◆ **TASK TO CARRY OUT**: Every entry must come back exactly as it was given.

(Natural-language object grounding data)
::::::::

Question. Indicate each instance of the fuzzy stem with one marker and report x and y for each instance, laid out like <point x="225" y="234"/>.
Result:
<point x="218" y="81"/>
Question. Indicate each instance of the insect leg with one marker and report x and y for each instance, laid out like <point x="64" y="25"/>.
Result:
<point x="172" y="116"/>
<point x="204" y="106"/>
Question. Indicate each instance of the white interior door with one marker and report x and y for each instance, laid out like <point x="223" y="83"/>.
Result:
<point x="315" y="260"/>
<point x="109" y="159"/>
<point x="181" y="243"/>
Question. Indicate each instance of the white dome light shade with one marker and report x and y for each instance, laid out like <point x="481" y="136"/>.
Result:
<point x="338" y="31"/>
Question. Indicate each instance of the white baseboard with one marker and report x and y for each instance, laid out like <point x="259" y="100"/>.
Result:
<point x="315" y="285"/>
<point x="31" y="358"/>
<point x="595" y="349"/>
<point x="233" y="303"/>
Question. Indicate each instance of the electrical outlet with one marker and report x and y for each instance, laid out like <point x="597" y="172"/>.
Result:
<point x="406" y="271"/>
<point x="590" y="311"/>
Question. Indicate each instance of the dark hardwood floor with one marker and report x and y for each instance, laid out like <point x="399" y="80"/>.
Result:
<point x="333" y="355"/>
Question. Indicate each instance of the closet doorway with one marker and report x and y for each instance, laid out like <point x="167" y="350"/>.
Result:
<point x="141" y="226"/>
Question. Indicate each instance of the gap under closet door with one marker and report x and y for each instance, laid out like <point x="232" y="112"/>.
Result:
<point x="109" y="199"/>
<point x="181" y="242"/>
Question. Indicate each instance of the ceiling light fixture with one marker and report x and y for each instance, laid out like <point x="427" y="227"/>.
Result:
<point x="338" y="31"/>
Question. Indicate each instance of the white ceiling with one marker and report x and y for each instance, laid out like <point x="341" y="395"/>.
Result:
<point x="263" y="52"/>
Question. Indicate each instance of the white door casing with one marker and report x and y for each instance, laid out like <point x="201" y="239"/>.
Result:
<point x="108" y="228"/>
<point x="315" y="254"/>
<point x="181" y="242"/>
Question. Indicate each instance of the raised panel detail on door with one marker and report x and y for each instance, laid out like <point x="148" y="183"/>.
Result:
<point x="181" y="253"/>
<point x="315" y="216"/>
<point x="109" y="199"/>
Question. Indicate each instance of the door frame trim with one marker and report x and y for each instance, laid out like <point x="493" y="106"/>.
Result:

::::::::

◆ **SOLUTION TO THIS TASK**:
Question. Indicate each instance of the fuzzy stem with one marker and report x and y for each instance, laid out like <point x="225" y="234"/>.
Result:
<point x="218" y="81"/>
Question. Indicate each instance of the insect leg with one marker and report x and y for each instance, laid out like <point x="64" y="25"/>.
Result:
<point x="172" y="116"/>
<point x="204" y="106"/>
Question. Indicate each instance of the white interior door with one marker and report x and y for each instance, laid out like <point x="223" y="83"/>.
Result:
<point x="315" y="260"/>
<point x="109" y="159"/>
<point x="181" y="243"/>
Question. Indicate each instance of the white dome light shade with one marker and report x and y for each instance, laid out like <point x="481" y="136"/>.
Result:
<point x="338" y="31"/>
Question. Indicate each instance of the white baseboard with one marker and report x and y for each instance, laid out like <point x="259" y="100"/>.
Result:
<point x="315" y="285"/>
<point x="31" y="358"/>
<point x="595" y="349"/>
<point x="233" y="303"/>
Question. Indicate each instance of the electrical outlet with one marker and report x and y for each instance, laid out like <point x="597" y="172"/>.
Result:
<point x="406" y="271"/>
<point x="590" y="311"/>
Question. Indicate each instance of the dark hardwood floor with one marker and report x and y for each instance, laid out like <point x="399" y="80"/>.
Result:
<point x="333" y="355"/>
Question. Indicate each instance of the closet doorway with one marker and report x and y for each instance, laid out like <point x="167" y="350"/>.
Result:
<point x="141" y="226"/>
Question. Indicate each instance of the gap under closet door with one marker and report x and y for each instance, laid out like <point x="232" y="112"/>.
Result:
<point x="109" y="199"/>
<point x="181" y="242"/>
Question. Indicate each instance of the ceiling light fixture with one marker and report x and y for each instance, laid out like <point x="427" y="227"/>.
Result:
<point x="338" y="31"/>
Question. Indicate each instance of the white ceiling with one marker and report x and y for each instance, laid out like <point x="341" y="395"/>.
Result:
<point x="263" y="52"/>
Question. Indicate each instance of the white door casing with one marker and report x and y for each instance, laid out like <point x="201" y="239"/>.
Result:
<point x="108" y="228"/>
<point x="315" y="254"/>
<point x="181" y="242"/>
Question. Indicate each instance of the raised panel detail on door with one marker and report x and y for each instance, laid out like <point x="148" y="183"/>.
Result:
<point x="181" y="253"/>
<point x="315" y="216"/>
<point x="109" y="199"/>
Question. Indicate each instance of the door frame trim with one marker and report x and y for each instance, laid out like <point x="493" y="106"/>.
Result:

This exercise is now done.